→ **EXERCISE AIM**
Each line below from the one containing "photo below. Record" through the one containing "Target: embroidered fabric" is to be given again exactly, and no line outside that span.

====== EXERCISE MATERIAL

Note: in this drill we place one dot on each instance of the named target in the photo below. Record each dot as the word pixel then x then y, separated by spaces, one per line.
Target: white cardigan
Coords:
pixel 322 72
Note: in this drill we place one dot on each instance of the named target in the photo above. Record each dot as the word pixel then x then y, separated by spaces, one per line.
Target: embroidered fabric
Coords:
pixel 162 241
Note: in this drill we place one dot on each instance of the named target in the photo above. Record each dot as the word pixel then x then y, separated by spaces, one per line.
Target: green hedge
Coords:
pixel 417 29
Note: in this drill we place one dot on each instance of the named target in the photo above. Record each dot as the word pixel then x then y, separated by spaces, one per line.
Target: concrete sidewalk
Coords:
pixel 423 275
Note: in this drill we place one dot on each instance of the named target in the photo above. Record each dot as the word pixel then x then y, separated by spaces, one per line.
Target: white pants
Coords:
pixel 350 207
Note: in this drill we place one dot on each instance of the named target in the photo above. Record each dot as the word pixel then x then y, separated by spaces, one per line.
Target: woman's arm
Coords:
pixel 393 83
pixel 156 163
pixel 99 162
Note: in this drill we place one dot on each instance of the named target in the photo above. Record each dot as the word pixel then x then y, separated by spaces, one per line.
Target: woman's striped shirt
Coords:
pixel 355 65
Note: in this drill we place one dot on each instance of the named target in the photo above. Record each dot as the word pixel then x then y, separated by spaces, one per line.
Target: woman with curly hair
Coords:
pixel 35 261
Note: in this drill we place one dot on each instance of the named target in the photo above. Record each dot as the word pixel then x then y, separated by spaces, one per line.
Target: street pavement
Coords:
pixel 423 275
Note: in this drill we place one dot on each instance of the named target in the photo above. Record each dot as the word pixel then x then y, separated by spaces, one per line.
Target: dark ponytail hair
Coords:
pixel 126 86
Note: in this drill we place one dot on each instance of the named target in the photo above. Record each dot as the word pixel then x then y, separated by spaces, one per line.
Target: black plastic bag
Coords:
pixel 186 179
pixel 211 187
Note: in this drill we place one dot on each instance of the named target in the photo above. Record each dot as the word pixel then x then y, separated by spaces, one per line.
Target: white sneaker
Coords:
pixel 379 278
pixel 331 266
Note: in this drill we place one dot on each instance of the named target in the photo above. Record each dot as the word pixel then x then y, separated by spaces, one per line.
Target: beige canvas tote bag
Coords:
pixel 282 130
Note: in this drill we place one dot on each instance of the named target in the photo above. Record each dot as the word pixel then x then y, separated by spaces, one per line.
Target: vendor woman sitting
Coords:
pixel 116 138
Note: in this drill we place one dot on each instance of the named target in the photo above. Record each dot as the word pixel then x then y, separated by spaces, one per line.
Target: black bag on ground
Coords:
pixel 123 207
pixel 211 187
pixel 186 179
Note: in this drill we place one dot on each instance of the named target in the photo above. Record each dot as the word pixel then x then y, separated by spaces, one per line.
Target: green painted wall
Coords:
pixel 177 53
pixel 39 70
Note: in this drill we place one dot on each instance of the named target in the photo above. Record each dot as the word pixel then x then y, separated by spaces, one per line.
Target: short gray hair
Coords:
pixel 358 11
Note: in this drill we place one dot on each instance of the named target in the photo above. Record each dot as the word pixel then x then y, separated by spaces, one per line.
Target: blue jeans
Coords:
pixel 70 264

============
====== EXERCISE MATERIAL

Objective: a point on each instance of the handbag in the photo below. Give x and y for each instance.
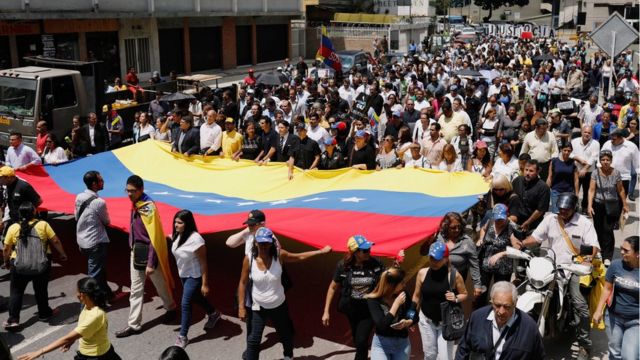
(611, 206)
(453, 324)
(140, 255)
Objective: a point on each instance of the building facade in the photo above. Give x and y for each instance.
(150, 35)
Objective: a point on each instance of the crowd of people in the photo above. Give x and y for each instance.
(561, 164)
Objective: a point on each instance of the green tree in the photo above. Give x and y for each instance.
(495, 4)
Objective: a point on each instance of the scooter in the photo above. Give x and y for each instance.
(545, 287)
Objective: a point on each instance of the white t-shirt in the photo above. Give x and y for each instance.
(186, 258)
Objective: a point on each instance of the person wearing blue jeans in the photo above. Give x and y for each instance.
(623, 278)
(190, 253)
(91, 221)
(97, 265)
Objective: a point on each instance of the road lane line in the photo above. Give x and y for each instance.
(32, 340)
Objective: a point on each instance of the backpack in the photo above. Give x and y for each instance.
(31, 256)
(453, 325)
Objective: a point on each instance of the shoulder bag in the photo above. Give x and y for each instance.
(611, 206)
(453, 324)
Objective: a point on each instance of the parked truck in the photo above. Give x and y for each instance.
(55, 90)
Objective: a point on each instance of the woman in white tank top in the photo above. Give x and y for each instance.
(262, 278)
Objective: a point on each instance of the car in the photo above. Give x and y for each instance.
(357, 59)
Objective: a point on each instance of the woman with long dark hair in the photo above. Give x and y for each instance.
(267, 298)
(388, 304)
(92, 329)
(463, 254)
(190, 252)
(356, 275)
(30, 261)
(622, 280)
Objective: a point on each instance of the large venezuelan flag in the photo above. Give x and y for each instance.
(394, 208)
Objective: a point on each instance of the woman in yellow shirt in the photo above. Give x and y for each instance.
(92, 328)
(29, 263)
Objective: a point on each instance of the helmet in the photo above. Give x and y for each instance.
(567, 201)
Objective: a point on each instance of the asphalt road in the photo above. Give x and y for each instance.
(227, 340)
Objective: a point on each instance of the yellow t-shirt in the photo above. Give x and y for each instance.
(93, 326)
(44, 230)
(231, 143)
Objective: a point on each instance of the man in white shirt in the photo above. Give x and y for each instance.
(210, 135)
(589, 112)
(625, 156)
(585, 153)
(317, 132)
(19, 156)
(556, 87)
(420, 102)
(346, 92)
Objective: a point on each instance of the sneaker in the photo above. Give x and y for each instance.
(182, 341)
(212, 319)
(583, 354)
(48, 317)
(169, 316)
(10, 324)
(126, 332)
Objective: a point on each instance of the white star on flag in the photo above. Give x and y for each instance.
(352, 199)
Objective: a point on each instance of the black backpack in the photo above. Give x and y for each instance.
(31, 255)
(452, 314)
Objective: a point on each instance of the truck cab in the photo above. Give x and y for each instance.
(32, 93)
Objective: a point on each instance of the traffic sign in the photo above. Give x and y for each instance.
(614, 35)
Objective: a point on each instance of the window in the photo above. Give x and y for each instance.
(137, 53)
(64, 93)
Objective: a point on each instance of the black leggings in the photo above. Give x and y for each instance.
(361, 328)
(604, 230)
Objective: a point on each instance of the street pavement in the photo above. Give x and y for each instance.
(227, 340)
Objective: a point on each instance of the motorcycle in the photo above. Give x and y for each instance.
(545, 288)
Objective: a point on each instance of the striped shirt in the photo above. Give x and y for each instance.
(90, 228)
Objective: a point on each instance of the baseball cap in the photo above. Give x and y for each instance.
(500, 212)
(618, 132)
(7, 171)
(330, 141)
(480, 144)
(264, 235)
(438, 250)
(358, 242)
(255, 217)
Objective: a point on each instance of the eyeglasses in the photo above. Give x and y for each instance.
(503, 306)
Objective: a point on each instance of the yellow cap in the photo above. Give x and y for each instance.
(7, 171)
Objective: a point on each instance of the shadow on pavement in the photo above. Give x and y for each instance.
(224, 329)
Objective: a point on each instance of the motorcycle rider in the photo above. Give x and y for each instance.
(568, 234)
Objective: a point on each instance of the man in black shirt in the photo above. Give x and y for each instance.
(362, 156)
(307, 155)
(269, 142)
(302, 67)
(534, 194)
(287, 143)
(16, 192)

============

→ **ANSWER TO THIS EXERCISE**
Note: in this drill we place one dot on each instance of the named target in the photo below. Record each dot as the word pixel then x then y, separated by spaces, one per line.
Target: white cardigan
Coords:
pixel 322 72
Note: in this drill we place one dot on each instance of the named target in the photo above. Record each dot as the word pixel then x then y, separated by spaces, one per line.
Target: embroidered fabric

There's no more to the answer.